• _WORK INSTRUCTIONS_
Tally how many lines in the entries below contain the word "Mark", and reply with that number alone.

• _DATA IN THIS EXERCISE_
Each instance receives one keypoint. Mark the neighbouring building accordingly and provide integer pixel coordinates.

--

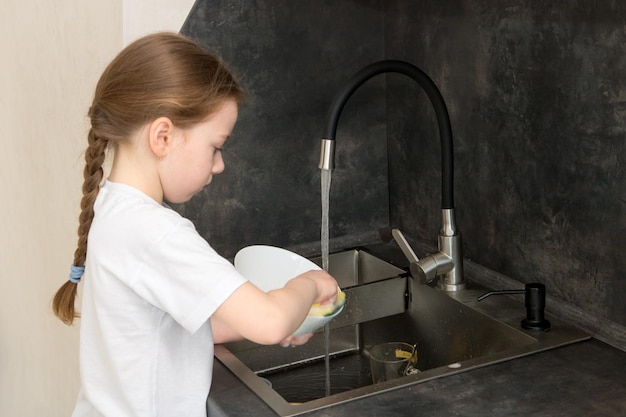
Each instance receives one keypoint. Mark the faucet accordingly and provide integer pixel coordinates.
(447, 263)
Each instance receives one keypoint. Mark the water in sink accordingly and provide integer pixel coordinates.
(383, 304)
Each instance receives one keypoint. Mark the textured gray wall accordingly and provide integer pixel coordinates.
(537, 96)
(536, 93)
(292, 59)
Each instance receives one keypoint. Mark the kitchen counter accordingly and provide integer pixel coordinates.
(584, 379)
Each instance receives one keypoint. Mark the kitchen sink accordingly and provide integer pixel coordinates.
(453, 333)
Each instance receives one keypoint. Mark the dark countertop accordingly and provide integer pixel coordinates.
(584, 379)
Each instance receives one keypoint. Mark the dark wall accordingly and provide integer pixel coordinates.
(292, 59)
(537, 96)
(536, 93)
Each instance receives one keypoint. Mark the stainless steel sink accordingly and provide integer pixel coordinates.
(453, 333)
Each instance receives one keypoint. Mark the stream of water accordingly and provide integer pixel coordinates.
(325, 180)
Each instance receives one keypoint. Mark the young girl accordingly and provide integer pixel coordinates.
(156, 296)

• _SOLUTION FOR THIS TASK_
11